Your objective: Which lines below fall between the one containing "Target: arched window" and the one containing "Where can the person in"? Repeat them exactly, counting both of those lines, and add nothing else.

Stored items

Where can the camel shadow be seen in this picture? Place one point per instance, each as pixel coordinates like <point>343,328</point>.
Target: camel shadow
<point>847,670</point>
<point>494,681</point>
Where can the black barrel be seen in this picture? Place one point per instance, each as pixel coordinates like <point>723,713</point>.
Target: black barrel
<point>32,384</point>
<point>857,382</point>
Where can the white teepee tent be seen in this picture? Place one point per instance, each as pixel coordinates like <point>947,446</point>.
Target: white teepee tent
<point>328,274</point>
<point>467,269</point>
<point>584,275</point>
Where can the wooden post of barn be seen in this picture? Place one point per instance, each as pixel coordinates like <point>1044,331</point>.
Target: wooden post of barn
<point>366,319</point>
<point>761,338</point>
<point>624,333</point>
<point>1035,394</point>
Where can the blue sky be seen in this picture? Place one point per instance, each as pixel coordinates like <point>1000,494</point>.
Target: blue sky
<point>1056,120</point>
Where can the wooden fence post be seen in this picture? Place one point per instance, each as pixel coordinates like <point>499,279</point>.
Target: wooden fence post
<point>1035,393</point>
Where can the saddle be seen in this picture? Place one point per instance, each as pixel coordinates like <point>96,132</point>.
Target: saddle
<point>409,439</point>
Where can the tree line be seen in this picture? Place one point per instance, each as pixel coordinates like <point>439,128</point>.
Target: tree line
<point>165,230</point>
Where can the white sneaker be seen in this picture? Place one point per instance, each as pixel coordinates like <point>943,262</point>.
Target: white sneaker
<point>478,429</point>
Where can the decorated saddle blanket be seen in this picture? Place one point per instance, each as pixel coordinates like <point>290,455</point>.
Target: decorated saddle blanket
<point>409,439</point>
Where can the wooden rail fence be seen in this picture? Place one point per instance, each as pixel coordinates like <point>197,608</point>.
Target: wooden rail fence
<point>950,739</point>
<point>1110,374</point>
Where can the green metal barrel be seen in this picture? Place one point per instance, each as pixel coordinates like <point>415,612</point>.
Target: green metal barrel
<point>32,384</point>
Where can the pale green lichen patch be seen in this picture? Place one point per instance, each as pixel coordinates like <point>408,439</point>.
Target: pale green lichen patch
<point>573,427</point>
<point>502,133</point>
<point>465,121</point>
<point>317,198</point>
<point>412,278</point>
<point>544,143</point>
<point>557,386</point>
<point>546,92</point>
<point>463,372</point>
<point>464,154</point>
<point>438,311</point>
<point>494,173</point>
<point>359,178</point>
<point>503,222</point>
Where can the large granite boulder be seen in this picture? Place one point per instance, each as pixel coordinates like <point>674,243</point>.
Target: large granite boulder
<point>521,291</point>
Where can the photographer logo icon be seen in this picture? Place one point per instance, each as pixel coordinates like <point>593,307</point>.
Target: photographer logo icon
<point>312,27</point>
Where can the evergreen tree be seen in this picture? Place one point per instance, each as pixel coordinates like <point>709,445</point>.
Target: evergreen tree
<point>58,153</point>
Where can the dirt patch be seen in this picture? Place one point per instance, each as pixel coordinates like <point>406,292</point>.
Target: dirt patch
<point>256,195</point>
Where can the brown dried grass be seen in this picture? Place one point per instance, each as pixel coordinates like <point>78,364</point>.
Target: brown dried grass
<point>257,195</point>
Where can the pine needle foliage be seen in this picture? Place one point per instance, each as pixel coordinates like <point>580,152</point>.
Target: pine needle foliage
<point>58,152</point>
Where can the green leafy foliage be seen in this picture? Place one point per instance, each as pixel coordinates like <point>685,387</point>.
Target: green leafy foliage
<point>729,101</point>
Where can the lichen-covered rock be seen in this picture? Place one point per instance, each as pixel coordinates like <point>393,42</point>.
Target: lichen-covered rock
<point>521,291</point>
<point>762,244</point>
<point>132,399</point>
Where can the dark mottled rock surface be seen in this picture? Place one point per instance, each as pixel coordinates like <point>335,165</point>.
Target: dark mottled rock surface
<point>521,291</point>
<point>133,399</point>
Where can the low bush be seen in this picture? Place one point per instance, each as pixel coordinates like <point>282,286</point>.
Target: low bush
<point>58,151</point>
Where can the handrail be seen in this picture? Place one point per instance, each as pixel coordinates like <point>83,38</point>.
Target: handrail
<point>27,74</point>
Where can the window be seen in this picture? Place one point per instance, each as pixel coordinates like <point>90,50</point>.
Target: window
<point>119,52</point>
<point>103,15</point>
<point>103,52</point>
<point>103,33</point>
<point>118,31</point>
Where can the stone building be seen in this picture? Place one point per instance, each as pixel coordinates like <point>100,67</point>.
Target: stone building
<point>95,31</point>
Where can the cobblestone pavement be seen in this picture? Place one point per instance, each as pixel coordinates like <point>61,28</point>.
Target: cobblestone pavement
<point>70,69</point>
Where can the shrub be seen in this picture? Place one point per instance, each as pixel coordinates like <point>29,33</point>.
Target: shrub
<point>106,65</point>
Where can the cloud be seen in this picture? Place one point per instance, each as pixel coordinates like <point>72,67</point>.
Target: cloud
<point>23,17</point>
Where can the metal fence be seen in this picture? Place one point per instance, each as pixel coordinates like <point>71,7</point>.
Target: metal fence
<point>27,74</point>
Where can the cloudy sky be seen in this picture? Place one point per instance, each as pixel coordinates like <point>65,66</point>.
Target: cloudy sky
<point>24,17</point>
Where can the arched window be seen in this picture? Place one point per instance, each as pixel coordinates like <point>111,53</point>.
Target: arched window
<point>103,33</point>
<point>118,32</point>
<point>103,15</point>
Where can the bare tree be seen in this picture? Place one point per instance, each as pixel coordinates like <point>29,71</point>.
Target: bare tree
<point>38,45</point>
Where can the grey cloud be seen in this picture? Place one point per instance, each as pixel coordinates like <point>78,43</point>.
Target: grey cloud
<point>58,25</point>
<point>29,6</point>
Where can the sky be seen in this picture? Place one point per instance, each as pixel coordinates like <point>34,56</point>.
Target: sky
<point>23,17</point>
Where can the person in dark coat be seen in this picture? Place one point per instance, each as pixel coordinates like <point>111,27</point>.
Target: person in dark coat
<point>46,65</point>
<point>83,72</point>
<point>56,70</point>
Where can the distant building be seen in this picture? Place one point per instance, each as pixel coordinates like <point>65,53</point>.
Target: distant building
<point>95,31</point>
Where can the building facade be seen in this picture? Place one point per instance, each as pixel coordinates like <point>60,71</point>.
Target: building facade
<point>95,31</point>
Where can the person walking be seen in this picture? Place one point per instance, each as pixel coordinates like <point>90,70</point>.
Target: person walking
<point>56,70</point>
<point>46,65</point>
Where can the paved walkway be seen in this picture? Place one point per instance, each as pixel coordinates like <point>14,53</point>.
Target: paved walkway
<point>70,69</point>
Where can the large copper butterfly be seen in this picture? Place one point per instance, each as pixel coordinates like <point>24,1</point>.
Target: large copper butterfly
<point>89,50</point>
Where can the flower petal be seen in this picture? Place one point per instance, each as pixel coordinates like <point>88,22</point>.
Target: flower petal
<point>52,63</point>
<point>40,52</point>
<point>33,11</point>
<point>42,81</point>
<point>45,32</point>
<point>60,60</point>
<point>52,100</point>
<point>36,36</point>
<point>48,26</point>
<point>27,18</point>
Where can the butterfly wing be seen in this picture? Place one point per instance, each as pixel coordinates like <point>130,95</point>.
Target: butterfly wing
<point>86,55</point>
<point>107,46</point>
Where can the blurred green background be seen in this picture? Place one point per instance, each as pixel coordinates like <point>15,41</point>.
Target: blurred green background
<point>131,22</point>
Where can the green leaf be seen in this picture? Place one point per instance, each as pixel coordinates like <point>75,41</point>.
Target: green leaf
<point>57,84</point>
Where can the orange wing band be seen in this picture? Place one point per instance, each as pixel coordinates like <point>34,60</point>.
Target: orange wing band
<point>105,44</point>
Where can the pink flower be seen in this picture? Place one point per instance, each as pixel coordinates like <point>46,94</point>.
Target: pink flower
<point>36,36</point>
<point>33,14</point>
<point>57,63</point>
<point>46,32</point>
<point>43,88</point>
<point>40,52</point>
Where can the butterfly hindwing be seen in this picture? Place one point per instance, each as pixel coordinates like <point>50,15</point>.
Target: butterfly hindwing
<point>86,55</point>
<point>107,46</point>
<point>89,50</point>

Task result:
Target: arched window
<point>103,33</point>
<point>118,32</point>
<point>103,15</point>
Where can the bare tree be seen in this picture? Place one point per instance, each as pixel coordinates like <point>29,71</point>.
Target: bare tree
<point>38,45</point>
Where can the grey cloud be seen in this picture? Place one point per instance, each as pixel coordinates like <point>78,43</point>.
Target: grey cloud
<point>58,25</point>
<point>29,6</point>
Where can the sky be seen in this picture? Place one point per instance, each as pixel coordinates like <point>34,56</point>.
Target: sky
<point>23,17</point>
Where can the person in dark coat be seen in this picture? Place one point per instance, each as pixel coordinates like <point>111,27</point>.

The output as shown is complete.